**Records to process**
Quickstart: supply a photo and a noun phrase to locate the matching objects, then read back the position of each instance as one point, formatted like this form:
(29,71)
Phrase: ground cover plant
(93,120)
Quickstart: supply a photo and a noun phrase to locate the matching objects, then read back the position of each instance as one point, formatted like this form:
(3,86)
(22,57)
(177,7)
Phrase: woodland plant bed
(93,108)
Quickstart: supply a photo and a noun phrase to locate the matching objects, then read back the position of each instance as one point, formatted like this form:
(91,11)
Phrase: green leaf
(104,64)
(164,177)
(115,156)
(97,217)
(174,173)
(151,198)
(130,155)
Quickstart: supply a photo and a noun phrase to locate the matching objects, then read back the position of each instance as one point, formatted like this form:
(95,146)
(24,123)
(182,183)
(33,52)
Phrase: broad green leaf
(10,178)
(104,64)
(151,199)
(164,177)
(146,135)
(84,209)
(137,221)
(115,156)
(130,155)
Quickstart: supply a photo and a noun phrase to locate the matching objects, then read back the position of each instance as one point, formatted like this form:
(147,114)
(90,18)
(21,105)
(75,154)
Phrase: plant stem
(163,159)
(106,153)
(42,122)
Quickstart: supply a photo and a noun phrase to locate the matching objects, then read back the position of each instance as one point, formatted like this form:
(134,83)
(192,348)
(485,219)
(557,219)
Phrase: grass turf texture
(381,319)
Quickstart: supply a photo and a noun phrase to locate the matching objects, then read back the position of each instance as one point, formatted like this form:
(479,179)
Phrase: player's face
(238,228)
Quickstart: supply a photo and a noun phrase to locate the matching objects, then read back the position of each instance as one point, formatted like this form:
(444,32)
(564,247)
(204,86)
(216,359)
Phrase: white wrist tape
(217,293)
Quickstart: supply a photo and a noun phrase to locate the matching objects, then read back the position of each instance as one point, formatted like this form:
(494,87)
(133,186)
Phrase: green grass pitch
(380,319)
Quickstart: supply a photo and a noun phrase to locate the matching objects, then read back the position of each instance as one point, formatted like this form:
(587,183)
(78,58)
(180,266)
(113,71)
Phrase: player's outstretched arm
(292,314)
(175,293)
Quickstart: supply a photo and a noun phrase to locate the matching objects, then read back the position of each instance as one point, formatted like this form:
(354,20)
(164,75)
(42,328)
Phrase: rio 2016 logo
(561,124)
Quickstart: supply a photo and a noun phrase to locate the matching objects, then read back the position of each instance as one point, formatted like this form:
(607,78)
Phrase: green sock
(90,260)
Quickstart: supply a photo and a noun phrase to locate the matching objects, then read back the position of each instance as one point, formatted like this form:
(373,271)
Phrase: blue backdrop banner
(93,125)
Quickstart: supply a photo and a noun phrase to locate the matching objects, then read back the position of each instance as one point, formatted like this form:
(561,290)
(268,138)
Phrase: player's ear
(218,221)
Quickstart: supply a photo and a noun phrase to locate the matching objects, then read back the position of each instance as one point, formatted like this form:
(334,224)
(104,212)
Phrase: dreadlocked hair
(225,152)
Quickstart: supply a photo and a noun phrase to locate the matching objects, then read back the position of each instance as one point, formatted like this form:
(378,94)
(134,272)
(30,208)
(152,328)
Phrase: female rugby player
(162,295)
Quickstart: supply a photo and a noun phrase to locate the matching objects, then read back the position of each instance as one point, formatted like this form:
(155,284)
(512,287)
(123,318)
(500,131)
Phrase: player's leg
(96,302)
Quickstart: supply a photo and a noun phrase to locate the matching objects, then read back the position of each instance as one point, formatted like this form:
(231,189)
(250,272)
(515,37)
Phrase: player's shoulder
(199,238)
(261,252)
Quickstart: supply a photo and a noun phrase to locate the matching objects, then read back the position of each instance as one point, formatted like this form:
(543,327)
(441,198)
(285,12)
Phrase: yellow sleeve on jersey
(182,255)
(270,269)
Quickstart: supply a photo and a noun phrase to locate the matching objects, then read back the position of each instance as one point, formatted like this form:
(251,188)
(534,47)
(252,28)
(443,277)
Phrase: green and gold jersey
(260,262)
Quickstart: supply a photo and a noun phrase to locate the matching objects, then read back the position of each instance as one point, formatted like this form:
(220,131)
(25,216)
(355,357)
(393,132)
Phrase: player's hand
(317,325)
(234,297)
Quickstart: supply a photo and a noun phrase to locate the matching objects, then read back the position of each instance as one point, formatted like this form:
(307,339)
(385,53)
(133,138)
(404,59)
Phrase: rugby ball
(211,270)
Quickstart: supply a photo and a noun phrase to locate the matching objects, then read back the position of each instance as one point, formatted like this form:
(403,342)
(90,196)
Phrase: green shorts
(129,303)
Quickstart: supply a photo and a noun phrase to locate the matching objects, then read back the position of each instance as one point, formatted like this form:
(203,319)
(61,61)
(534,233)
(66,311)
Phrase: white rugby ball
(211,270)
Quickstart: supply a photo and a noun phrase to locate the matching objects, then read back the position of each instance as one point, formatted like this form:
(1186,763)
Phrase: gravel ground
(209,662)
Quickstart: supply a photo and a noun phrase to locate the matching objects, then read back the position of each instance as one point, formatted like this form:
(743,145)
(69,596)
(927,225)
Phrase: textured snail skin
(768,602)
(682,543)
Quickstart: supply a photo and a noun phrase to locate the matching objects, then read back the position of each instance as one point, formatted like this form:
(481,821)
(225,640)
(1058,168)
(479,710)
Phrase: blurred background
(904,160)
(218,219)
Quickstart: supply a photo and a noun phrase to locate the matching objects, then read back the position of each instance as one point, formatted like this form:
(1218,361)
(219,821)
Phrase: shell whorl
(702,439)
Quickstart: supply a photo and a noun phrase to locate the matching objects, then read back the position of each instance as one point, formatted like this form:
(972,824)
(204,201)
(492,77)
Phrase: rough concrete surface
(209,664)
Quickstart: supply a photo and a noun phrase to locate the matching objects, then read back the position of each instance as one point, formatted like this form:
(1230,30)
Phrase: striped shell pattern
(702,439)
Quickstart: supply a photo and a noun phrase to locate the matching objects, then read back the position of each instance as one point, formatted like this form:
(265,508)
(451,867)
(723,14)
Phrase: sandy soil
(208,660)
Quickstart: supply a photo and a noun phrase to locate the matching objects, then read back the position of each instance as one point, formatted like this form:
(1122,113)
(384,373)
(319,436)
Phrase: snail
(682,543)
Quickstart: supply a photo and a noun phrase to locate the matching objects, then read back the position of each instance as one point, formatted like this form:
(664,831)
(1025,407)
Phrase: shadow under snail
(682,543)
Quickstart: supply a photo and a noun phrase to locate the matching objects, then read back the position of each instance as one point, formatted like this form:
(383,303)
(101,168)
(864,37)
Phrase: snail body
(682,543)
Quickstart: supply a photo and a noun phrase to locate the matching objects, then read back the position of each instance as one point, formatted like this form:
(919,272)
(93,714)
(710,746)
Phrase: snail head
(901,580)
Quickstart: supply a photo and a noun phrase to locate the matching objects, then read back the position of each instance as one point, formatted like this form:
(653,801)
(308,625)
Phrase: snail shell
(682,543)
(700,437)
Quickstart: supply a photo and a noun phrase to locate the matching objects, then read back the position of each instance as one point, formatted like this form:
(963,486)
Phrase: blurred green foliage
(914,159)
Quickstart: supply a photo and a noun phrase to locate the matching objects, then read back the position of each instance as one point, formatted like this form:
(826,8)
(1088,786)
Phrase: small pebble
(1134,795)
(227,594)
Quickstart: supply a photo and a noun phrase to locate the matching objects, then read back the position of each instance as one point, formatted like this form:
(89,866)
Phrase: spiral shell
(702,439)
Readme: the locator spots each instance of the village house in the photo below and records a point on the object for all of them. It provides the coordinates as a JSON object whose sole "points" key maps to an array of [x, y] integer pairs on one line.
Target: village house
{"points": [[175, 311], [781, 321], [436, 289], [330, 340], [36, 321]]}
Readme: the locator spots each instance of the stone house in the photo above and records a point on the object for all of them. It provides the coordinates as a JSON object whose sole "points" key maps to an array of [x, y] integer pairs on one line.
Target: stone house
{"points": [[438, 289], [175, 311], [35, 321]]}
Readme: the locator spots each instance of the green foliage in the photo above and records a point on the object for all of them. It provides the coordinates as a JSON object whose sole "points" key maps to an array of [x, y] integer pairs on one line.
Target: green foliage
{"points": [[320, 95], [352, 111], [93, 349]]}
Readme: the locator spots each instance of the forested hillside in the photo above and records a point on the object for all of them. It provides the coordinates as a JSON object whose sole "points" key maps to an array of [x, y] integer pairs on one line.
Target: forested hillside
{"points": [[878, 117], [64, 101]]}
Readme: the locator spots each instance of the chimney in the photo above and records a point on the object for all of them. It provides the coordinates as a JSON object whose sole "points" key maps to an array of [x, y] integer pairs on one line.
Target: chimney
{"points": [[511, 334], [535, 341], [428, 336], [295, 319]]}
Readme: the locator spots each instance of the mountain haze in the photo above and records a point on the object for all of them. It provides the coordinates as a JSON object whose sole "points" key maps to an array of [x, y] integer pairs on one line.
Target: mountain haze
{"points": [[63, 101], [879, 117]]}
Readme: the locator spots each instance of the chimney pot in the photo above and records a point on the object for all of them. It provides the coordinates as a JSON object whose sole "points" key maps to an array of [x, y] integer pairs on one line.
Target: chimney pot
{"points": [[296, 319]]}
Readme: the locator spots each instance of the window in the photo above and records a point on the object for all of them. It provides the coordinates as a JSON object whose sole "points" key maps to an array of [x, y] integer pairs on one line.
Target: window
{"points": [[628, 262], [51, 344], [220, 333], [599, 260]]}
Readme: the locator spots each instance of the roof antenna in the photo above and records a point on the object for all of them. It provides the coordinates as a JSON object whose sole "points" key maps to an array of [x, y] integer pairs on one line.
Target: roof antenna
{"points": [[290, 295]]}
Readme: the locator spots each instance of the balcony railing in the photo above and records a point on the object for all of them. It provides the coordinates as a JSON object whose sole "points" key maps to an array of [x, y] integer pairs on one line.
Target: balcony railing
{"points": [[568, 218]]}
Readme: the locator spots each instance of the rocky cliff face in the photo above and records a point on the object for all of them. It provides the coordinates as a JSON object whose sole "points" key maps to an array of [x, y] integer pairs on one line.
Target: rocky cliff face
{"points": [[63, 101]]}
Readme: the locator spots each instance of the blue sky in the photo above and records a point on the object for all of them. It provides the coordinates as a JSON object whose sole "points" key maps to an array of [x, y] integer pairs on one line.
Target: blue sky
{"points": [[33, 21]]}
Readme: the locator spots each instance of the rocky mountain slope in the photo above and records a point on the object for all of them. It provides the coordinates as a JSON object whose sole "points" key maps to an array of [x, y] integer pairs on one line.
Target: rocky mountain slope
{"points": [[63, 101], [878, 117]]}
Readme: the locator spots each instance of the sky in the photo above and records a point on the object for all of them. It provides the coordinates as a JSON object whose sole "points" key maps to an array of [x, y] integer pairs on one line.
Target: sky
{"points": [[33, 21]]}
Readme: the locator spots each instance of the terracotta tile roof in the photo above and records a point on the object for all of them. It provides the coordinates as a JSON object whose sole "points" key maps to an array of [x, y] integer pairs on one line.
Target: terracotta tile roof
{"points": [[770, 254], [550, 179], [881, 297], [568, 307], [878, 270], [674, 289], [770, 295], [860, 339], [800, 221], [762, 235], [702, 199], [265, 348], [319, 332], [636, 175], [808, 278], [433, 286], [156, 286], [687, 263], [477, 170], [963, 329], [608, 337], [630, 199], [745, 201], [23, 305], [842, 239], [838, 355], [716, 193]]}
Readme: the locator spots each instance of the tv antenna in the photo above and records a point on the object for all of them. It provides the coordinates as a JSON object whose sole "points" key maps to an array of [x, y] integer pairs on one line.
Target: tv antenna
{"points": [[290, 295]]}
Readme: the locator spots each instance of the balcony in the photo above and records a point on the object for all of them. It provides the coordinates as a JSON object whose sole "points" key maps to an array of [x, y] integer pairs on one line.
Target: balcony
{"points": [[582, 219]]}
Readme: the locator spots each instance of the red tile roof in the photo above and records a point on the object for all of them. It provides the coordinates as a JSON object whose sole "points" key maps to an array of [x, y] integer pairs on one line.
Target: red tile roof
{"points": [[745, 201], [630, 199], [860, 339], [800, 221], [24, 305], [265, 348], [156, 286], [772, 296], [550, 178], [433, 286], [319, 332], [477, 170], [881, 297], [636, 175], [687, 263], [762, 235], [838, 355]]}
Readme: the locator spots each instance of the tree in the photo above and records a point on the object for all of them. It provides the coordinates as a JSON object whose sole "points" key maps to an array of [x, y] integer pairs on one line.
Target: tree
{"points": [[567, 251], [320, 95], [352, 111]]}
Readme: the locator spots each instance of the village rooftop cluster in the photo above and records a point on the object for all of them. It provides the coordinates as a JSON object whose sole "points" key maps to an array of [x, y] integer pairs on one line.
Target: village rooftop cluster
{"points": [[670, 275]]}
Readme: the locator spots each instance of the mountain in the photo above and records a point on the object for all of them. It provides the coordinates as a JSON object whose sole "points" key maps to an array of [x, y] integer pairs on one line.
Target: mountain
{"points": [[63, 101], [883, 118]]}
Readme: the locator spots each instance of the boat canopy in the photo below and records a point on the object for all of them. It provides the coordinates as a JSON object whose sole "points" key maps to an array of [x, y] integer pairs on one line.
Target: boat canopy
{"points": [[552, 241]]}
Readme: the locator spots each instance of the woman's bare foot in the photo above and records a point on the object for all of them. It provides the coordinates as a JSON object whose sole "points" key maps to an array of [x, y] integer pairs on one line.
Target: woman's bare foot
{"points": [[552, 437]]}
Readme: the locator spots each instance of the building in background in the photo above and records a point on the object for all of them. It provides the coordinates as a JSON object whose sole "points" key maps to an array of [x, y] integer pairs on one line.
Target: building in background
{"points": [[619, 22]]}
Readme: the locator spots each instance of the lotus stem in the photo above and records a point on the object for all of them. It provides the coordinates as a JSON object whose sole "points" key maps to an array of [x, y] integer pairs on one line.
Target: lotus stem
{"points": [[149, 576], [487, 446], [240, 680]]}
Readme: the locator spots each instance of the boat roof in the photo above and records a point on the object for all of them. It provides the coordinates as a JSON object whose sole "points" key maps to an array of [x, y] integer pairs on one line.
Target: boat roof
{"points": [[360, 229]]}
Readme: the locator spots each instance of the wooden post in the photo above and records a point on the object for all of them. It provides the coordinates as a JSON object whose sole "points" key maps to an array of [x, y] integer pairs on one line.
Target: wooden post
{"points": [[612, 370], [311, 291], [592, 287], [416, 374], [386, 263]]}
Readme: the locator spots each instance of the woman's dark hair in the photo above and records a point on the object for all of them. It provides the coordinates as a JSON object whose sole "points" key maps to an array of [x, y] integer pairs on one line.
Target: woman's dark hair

**Instructions for the task**
Looking at the data above, show all lines where the word "below" occurs.

**Reply**
Readme: the locator spots each instance of the village house in the photo below and records a point on the object for all of them. It provides the coordinates as a JSON object whose sole "points" key maps to an array of [x, y] integer pairs on one line.
Readme: the locator spots each instance of the boat canopy in the photo below and records a point on the object for all of them. It provides the coordinates as a JSON object whose sole "points" key maps to an array of [x, y] integer pairs on one line.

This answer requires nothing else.